> _Activity_: In the interview passage about "Blue Bloods," what did the speaker receive from "Cancel the Cancel" groups?

What about all these rumored "Blue Blood" franchise extensions we've been reading about in the trade press?

Right now there's nothing I know of in active development. And unlike other franchise-type shows with interchangeable casts with very good actors who have been in those roles for very long runs, "Blue Bloods" simply wasn't that kind of show like "Oh, 'Blue Bloods: Boston' or 'Blue Bloods: New Orleans.' " It was dependent on that wonderful cast and wonderful familial aspect to it.


I did wonder about an origin series, like, in fact, "NCIS Origins."

Well, "Young Indiana Jones" was a good idea on paper, but without Harrison Ford and his father Sean Connery? On paper and on-screen are sometimes very different animals. I'm sure there are much better examples, but that's the one that springs to mind. But the cumulative merit of "Blue Bloods" is so tied to the actors playing those parts. It's never about the bad guy of the week, or what jeopardy they were in. It was always between those characters played by those actors and would they hit a wall they couldn't walk back from?

Nevertheless, I do feel like there's some unfinished business here and Tom Selleck (Frank Reagan) clearly feels the same way, in various comments he's made in recent months. Do you feel like "Blue Bloods" got a raw deal?

No [and] candidly every job I ever had has ended, it's the nature of the business. We were an Andrew Lloyd Webber musical [like] "Cats" or "Phantom." So I don't see this as unfair. I'm certainly aware of the fan base and its enormous enthusiasm and the letter-writing campaigns. I got letters full of blue confetti from "Cancel the Cancel" groups. But it's the nature of these things. Nothing lasts forever, and I'm happy with these eight shows coming up and that they are as good as they are. The first saying about show business that anyone learns — even those who don't go into show business — is always leave them wanting more.


Let's get to the brass tacks question: will there ever be a spinoff?

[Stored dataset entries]

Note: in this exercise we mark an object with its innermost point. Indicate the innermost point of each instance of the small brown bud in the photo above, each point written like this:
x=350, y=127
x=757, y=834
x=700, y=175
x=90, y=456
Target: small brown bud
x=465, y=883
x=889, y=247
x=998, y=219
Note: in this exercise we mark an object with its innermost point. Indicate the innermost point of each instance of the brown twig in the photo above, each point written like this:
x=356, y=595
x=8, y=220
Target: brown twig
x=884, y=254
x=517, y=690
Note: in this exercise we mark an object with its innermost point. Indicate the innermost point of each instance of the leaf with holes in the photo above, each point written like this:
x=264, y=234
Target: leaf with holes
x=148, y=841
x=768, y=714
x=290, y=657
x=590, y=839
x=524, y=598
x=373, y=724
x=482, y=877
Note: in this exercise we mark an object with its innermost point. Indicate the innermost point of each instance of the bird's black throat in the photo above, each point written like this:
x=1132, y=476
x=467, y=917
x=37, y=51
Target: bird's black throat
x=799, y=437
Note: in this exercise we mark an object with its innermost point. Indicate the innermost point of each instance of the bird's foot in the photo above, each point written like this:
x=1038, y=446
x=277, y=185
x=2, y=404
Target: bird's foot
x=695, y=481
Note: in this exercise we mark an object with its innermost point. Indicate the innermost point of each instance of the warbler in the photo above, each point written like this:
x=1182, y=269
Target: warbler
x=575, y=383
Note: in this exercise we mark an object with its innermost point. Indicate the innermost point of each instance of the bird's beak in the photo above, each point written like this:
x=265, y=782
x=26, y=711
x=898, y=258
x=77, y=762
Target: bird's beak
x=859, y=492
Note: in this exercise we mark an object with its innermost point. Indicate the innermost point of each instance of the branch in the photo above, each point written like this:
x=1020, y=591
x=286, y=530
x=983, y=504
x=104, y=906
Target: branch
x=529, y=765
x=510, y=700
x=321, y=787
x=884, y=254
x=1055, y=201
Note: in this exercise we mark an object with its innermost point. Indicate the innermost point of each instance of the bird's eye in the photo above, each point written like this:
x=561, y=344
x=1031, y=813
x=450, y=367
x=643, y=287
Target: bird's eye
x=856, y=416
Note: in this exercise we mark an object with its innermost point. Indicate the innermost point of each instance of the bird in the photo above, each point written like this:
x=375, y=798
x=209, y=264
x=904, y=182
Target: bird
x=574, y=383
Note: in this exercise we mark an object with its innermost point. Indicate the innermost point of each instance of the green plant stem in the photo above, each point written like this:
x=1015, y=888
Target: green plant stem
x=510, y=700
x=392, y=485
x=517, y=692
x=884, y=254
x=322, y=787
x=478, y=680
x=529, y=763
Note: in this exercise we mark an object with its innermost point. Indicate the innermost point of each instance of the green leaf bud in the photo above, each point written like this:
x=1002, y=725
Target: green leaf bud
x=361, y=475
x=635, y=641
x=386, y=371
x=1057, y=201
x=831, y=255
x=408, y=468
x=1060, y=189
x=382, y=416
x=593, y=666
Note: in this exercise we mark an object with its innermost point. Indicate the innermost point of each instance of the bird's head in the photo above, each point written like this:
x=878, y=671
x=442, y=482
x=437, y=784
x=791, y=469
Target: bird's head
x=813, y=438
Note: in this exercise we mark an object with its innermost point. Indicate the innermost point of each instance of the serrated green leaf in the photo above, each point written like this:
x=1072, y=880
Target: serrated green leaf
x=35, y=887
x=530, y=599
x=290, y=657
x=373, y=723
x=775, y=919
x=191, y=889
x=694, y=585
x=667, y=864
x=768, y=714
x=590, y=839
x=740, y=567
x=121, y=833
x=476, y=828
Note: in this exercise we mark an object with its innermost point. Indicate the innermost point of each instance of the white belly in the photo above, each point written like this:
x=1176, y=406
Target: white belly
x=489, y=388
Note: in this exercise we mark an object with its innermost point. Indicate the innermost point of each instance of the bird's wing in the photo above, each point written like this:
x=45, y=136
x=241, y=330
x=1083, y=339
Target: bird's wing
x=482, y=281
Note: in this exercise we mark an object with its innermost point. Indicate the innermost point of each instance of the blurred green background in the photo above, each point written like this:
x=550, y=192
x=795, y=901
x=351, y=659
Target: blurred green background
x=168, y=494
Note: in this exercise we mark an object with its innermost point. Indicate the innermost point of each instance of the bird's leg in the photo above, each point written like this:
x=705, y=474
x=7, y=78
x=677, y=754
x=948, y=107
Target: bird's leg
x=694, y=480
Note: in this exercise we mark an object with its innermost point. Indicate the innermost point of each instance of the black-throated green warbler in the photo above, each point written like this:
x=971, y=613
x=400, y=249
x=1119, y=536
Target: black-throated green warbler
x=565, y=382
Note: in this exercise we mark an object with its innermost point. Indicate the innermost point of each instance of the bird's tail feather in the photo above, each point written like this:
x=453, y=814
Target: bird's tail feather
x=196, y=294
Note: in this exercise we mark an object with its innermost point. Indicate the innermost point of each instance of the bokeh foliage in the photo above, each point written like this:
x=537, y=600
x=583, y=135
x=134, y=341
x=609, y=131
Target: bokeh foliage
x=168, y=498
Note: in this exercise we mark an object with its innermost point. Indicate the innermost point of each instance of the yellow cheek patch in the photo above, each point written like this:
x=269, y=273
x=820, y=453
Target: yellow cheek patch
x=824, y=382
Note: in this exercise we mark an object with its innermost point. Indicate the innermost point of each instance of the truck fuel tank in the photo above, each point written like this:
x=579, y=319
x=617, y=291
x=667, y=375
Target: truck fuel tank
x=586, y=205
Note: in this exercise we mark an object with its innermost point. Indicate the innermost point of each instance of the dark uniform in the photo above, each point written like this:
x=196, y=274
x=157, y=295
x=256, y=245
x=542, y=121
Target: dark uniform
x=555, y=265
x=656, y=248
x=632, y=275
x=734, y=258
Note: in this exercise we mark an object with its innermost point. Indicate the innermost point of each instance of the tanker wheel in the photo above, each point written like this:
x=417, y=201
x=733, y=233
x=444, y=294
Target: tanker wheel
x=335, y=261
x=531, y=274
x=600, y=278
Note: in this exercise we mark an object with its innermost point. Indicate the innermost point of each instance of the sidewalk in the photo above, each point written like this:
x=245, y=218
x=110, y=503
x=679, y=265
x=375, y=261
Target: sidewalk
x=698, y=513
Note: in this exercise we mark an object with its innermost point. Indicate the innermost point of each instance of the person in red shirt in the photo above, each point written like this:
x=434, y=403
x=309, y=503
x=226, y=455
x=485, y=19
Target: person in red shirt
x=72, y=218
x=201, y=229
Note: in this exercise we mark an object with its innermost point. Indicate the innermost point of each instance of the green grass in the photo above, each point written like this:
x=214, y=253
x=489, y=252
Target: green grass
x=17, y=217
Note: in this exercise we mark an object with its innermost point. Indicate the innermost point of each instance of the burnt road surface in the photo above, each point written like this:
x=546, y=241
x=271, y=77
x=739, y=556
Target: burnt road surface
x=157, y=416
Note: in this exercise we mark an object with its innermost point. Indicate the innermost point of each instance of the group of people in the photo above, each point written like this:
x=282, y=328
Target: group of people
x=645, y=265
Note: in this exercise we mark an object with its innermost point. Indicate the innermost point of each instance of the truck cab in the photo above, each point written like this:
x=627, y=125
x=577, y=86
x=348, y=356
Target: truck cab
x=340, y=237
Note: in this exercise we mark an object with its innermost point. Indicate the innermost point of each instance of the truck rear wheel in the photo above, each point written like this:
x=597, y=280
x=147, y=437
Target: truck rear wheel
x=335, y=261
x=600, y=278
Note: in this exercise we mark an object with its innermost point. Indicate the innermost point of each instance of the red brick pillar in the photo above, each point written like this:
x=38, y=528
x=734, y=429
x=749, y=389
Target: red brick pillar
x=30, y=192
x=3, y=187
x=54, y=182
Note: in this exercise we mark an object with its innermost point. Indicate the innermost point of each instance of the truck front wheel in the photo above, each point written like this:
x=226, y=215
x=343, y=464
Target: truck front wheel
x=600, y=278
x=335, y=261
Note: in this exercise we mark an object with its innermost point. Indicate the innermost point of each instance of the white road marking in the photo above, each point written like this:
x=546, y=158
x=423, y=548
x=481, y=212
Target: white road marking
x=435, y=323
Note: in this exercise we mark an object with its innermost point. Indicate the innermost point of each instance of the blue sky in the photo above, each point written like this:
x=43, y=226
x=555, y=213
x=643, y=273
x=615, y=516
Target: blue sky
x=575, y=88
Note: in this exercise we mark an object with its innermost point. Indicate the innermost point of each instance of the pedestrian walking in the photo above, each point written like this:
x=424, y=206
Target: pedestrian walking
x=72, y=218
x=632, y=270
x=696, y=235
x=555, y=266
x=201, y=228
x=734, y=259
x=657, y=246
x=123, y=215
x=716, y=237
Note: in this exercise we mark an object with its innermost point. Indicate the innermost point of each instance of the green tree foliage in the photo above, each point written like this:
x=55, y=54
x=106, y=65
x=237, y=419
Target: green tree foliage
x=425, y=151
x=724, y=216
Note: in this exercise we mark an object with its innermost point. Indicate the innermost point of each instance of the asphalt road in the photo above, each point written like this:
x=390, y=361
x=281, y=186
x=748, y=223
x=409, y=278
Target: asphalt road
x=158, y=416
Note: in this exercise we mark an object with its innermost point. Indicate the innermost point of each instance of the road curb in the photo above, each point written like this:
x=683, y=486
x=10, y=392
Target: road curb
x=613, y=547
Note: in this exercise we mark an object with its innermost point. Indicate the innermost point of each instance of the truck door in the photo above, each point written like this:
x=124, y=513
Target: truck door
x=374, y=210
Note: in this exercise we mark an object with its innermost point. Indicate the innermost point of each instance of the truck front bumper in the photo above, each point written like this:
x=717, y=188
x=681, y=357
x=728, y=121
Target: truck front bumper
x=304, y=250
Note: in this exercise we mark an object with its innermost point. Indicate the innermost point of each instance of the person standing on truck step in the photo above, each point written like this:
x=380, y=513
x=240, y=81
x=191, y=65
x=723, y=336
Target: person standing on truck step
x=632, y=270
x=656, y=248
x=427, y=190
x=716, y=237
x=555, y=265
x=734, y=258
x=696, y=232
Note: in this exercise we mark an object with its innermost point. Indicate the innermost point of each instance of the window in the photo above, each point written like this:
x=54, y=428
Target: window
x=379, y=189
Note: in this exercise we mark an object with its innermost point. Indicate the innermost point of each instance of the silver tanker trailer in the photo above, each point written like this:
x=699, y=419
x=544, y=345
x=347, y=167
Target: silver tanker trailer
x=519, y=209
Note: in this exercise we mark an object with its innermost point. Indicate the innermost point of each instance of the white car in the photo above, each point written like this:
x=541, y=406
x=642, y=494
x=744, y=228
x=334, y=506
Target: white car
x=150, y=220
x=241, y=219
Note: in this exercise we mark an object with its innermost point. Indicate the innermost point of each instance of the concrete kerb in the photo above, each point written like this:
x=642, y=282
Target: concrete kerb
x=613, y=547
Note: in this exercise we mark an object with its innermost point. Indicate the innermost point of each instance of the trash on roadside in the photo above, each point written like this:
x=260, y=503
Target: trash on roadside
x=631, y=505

> _Response box_: Letters full of blue confetti.